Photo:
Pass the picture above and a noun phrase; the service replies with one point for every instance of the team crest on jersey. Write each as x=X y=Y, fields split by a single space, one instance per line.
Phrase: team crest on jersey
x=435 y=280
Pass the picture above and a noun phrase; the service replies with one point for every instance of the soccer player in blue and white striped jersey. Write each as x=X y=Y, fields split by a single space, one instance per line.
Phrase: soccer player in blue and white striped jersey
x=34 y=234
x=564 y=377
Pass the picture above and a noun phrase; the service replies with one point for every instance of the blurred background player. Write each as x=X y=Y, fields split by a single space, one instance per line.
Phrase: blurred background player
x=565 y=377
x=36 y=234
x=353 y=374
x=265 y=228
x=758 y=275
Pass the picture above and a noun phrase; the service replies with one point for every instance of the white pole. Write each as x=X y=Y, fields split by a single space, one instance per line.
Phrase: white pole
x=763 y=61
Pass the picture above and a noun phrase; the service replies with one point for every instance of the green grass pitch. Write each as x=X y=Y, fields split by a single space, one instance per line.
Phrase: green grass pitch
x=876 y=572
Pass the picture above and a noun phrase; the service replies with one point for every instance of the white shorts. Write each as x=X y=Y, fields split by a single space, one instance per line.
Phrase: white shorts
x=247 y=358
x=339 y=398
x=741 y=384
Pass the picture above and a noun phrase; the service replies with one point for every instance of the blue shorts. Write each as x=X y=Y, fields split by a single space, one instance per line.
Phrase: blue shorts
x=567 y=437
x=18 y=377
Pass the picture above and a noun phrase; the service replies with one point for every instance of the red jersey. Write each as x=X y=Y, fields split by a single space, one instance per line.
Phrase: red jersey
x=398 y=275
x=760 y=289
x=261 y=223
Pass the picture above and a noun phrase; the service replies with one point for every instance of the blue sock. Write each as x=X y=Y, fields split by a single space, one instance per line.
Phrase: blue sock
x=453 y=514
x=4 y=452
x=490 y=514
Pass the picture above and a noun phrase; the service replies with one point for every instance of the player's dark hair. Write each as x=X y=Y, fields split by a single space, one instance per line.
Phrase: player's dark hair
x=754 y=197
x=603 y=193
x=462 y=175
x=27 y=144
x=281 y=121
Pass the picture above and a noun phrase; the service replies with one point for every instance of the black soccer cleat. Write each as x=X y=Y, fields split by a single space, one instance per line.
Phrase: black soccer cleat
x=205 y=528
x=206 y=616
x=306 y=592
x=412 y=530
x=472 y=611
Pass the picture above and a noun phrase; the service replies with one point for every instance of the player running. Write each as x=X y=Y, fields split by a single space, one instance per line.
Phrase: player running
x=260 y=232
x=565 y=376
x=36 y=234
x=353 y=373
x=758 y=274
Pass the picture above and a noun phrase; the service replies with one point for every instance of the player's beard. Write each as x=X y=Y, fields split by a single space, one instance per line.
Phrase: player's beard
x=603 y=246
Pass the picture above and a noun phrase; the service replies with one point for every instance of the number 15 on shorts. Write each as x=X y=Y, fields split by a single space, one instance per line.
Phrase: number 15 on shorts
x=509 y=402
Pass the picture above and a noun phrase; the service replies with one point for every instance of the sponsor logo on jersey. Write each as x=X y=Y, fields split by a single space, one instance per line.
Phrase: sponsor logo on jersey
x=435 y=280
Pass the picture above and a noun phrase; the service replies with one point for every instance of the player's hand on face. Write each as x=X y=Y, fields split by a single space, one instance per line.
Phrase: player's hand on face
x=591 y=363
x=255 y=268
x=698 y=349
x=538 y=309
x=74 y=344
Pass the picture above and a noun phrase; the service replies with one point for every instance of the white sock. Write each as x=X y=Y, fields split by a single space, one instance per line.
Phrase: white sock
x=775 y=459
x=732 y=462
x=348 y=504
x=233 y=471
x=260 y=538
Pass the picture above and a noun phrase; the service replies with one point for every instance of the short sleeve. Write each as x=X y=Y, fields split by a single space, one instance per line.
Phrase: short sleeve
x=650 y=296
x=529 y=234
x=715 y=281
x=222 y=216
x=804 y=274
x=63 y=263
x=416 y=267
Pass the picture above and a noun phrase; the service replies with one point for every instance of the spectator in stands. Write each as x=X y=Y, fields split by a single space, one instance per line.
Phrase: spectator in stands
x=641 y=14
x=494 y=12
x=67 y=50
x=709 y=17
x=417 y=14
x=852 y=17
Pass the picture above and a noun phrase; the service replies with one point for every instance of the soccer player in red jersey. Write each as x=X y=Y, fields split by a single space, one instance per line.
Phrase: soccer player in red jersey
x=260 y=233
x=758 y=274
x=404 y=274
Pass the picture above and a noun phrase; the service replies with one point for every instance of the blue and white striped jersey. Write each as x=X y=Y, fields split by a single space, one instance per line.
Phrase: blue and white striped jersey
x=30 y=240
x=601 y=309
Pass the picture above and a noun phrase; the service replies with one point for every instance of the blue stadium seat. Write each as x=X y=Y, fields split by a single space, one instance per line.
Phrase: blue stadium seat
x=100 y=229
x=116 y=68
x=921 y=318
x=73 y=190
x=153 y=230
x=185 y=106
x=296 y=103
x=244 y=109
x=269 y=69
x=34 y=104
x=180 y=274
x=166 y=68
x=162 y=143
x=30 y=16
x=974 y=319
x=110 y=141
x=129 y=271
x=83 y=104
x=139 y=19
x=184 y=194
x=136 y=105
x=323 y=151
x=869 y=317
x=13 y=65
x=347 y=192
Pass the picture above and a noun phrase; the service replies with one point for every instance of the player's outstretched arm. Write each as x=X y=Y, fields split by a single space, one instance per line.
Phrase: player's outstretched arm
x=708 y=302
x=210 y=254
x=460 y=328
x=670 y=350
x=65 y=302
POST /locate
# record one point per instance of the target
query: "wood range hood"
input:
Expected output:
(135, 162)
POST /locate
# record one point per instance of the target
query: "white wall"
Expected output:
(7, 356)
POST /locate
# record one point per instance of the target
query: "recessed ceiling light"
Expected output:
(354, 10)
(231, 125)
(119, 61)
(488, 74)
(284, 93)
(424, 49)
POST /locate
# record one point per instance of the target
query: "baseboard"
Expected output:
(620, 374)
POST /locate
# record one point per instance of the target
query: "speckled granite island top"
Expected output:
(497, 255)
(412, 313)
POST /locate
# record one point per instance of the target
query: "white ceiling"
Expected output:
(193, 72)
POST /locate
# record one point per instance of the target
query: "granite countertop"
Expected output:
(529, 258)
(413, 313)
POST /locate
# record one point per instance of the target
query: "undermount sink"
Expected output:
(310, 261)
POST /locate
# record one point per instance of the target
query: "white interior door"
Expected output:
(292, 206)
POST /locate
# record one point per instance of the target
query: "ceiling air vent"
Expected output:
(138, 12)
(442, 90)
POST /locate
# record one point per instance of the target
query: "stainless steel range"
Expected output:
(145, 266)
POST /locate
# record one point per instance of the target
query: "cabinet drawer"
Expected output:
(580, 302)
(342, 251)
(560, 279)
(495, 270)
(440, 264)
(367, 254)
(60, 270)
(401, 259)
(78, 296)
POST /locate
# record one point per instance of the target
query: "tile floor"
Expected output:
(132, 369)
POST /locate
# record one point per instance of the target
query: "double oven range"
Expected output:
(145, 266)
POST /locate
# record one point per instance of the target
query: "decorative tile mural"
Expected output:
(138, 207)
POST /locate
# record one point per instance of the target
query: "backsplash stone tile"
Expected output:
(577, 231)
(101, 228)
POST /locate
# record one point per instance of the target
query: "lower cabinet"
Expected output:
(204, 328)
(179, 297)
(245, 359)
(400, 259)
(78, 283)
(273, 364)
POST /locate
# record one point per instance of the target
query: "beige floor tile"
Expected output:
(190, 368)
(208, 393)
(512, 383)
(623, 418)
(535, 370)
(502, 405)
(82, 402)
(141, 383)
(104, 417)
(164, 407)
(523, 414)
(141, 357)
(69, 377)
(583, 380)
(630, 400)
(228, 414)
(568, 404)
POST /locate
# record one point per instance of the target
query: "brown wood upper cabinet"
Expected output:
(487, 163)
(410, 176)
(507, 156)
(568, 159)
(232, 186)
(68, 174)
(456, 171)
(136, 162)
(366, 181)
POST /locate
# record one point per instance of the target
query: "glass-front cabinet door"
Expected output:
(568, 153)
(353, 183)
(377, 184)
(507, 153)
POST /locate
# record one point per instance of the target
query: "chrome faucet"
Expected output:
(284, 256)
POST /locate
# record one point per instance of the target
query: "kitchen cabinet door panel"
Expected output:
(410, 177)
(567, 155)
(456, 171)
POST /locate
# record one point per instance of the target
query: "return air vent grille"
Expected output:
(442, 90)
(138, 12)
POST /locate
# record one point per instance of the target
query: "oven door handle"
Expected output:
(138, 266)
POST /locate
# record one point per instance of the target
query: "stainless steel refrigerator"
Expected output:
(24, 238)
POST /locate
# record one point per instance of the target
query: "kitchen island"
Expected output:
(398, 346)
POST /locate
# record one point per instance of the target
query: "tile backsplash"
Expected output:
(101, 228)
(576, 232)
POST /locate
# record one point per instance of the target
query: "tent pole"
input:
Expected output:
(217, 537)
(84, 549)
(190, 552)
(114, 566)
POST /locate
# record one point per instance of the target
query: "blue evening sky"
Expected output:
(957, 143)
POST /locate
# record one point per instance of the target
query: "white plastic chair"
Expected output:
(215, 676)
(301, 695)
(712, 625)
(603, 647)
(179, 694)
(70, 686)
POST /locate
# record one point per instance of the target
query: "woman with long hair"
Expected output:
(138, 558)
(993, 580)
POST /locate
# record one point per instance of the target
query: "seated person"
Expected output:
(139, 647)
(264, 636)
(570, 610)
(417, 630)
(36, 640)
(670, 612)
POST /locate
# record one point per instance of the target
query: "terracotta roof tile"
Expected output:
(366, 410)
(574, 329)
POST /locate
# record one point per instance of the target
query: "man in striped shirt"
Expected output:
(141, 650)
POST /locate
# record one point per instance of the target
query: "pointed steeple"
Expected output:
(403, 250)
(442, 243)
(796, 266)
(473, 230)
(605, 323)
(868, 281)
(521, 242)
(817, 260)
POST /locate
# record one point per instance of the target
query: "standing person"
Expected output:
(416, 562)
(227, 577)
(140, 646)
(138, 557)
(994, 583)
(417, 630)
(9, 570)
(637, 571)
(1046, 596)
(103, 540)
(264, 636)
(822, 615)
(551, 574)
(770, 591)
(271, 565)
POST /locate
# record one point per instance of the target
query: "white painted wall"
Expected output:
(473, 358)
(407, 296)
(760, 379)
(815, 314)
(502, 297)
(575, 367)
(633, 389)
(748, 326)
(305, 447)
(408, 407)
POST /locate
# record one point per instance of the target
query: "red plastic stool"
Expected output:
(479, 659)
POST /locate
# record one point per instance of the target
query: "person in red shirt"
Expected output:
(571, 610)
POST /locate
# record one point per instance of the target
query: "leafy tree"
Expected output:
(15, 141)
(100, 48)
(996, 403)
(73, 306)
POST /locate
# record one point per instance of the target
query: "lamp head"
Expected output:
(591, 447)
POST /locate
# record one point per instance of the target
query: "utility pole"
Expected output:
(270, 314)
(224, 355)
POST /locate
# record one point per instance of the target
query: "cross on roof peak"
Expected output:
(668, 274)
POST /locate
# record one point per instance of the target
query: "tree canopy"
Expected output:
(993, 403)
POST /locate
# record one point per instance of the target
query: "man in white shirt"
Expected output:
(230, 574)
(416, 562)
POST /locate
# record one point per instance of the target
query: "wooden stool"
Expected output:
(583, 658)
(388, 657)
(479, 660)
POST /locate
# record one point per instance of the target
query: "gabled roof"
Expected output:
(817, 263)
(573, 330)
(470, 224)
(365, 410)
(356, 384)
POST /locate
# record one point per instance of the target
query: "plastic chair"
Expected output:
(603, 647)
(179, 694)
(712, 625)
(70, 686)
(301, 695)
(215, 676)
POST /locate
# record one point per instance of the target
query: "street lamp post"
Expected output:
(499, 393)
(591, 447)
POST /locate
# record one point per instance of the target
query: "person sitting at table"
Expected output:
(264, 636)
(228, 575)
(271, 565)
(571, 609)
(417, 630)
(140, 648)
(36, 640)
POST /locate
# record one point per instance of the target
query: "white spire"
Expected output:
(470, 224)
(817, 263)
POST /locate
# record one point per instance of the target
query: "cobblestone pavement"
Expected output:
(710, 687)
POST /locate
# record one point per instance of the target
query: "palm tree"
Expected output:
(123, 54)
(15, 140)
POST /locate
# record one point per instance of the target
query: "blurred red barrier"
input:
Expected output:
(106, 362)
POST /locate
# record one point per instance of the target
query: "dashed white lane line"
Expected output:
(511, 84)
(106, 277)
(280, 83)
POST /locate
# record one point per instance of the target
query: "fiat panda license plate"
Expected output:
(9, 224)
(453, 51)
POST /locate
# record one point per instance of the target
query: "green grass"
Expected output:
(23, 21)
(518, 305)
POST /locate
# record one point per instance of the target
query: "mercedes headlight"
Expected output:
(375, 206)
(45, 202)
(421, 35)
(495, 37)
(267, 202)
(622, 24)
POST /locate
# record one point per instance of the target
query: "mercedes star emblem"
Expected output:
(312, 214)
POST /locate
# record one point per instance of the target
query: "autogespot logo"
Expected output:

------------------------------------------------------------------------

*Stated task*: Pull out every line in the material above that contains the word "team". Copy each one unchanged, one per line.

*Solution to this problem*:
Pass the picture above and a noun phrase; the service replies with one point for every instance of the team crest on jersey. Write each as x=X y=Y, fields split by a single space, one instance per line.
Phrase: team crest on jersey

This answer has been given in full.